_TASK TO COMPLETE_
Reproduce all of the lines below, replacing each occurrence of "bounding box" with "rectangle" and leaving every other character unchanged.
------------------------------------------------------------------------
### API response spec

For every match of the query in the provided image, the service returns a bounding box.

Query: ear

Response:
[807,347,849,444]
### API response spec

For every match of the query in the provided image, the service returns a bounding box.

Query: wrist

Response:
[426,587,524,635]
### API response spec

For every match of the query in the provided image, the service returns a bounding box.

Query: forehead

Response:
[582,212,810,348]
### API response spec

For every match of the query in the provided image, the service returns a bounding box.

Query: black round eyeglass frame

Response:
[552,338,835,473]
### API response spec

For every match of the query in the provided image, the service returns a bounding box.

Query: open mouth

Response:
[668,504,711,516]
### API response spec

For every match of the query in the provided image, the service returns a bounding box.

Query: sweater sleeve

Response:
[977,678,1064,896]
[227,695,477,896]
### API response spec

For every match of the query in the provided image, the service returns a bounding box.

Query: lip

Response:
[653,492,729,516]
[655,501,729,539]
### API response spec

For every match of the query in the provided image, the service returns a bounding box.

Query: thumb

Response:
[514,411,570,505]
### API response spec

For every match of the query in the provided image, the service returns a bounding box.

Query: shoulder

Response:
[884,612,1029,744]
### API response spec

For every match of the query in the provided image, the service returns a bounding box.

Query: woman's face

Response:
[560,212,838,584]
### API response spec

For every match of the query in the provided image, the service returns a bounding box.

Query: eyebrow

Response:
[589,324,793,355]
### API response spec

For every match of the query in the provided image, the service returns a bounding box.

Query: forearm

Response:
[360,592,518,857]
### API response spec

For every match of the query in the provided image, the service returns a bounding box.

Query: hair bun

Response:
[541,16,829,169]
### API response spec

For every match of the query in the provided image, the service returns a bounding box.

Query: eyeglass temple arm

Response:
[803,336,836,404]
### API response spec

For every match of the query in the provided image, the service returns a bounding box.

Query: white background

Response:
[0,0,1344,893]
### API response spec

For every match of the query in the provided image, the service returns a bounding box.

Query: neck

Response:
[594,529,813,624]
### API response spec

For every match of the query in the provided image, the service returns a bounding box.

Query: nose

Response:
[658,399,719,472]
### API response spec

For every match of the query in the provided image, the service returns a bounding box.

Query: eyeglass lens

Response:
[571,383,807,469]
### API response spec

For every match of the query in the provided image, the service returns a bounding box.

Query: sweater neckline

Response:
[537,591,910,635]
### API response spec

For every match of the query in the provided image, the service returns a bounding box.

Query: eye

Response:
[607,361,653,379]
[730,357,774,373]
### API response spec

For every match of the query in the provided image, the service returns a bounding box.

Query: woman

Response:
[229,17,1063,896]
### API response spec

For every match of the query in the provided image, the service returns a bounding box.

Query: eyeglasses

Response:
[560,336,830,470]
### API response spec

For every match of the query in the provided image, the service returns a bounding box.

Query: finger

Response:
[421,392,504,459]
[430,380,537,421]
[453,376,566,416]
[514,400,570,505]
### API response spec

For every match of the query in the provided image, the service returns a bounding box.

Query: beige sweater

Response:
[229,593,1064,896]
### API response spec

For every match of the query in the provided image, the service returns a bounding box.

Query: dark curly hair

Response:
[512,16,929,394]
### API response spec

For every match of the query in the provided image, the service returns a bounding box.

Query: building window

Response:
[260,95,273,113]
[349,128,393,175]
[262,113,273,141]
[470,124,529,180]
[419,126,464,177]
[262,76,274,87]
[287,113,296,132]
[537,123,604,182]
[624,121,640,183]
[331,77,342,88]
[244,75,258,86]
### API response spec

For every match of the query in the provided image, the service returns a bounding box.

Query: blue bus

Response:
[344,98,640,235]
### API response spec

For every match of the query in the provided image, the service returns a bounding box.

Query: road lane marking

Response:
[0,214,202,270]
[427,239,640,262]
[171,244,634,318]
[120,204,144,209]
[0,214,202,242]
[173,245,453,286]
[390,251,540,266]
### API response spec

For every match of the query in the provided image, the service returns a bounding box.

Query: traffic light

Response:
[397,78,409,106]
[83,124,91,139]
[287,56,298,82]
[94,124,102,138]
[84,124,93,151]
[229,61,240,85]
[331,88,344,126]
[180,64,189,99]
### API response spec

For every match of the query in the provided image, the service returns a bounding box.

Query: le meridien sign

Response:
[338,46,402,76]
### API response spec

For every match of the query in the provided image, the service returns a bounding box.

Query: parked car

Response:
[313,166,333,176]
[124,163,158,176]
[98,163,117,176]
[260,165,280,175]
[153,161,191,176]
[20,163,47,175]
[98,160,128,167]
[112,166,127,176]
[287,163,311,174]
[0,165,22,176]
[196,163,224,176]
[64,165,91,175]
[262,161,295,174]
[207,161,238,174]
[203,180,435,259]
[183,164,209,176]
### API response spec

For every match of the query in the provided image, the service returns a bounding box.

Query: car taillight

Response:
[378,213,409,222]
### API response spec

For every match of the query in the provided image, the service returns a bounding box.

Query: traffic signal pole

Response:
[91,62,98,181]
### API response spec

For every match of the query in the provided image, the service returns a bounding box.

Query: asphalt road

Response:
------------------------------------------------------------------------
_RIGHT ANSWER_
### API response spec

For every match of the query in the provided image, the service returns a rectangle.

Query: ear

Response:
[807,347,849,444]
### API response spec

For every match of the query in the provided image, the service returns a rectangle.

Query: wrist

Response:
[426,587,524,635]
### API response spec

For every match of the query in the provided image, the service returns a rectangle.

Query: forehead

Response:
[582,212,810,348]
### API response spec

For every match of the query in the provided image, the service returns a rectangle.

Query: black round eyeglass frame

Response:
[552,338,835,473]
### API response spec

For every match of the query in the provided image, the service returns a rectangle.

Query: open mouth

Response:
[668,504,711,516]
### API response spec

For every match of the query in the provided image, the service returns a rectangle.

Query: sweater sleeve

Response:
[977,678,1064,896]
[227,695,477,896]
### API response spec

For every match of the query in the provided image, the service returns a rectangle.

Query: lip

Response:
[653,492,729,516]
[655,501,729,539]
### API response spec

For every match of the query in the provided image, the service returns a rectangle.

Query: thumb

Response:
[514,411,570,505]
### API response spec

For every match of the query in the provided image, the service returns a rectangle.

Query: shoulder

Response:
[884,612,1029,744]
### API response spec

For every match of the query in the provided image, the service returns a rectangle.

Query: woman's face

Response:
[560,212,838,584]
### API response spec

For every match of the query in the provided image, the service returns a rectangle.

Query: eyebrow

Response:
[589,324,793,355]
### API response spec

For every match of the query in the provided image, the service returns a rectangle.

Query: forearm

Response:
[360,592,518,857]
### API response spec

For every match of the query in the provided image, the service returns a rectangle.

Query: hair bun

Response:
[541,16,829,169]
### API response spec

For every match of the query in the provided image, the service returns a rectangle.

Query: eyeglass temple arm

Response:
[803,336,836,404]
### API response spec

For every match of the query in the provided image, the service returns a rectangle.

Query: white background

Response:
[0,0,1344,893]
### API response spec

For every match of the query in the provided image, the service returns a rectangle.

Query: neck

Response:
[594,529,813,624]
### API response spec

For every match of the query in the provided image, the service returns a rectangle.

Query: nose

Response:
[658,399,719,472]
### API response spec

For every match of the query in the provided image, the service returns a rectangle.

Query: eyeglass lens

Response:
[571,383,807,469]
### API response spec

For every match of the query in the provided image, the service returns a rectangle.

Query: sweater neckline

Response:
[537,591,910,635]
### API response spec

For every match of the query in the provided image, the service returns a rectangle.

Query: eye

Response:
[607,361,653,379]
[730,357,774,373]
### API response spec

For every match of the query in the provided image, the service returns a rectangle.

Query: woman

Response:
[229,17,1063,896]
### API response spec

For every match of the query in the provided image, the service returns a rectangle.

Query: eyeglasses

Response:
[560,336,830,470]
### API response spec

For every match of the query in the provided image, the service returns a rectangle.

Query: finger

Response:
[421,392,504,459]
[430,380,537,421]
[453,376,566,416]
[514,400,570,505]
### API response spec

For every match of the query in the provided image, the service returns a rectangle.

Query: beige sweater

Response:
[229,593,1064,896]
### API response spec

For every match of the query in the provided image, the service returns a rectangle.

Query: dark curly hair

Response:
[512,16,929,394]
### API response spec

For every match of the query in the provided image, the service returns a rectangle.

Query: building window

Response:
[260,95,273,113]
[349,128,393,175]
[262,113,273,141]
[470,124,529,180]
[419,126,464,177]
[262,76,274,87]
[287,113,296,132]
[537,123,604,182]
[624,121,640,183]
[331,77,342,88]
[244,75,258,86]
### API response spec

For every match of the query in the provided image, the service returns a rectangle.

Query: blue bus

Response:
[344,98,640,235]
### API response spec

For every match of the query in the provided image, the service returns a rectangle.

Query: road lane marking

Response:
[0,214,202,270]
[427,239,640,262]
[171,244,634,318]
[120,204,144,209]
[0,214,202,242]
[173,245,453,286]
[390,251,540,266]
### API response spec

For every match of the query in the provided image, the service returns a rectangle.

Query: traffic light

Response:
[397,78,409,106]
[83,124,91,139]
[287,56,298,82]
[94,124,102,138]
[84,124,93,151]
[229,61,240,85]
[331,88,344,126]
[180,64,189,99]
### API response spec

For every match of the query in the provided image, the service returns a rectangle.

Query: le meridien sign

Response:
[338,46,402,76]
### API response spec

For every match of the query in the provided image, the service returns a rectangle.

Query: parked car

Response:
[313,166,333,176]
[124,163,158,176]
[98,163,117,176]
[260,165,280,175]
[153,161,191,176]
[20,163,47,175]
[98,160,128,167]
[112,166,127,176]
[287,163,311,174]
[0,165,22,176]
[196,163,224,176]
[64,165,91,175]
[262,161,295,174]
[207,161,238,174]
[203,180,435,259]
[183,164,209,176]
### API response spec

For every match of the query in the provided image, the service returns a rectangle.

Query: car taillight

Response:
[378,213,409,222]
### API response spec

For every match of the query in the provided image, the service returns a rectangle.

Query: traffic signal pole

Response:
[91,62,98,181]
### API response spec

For every match of the query in the provided image, the service returns a rectangle.

Query: asphalt road

Response:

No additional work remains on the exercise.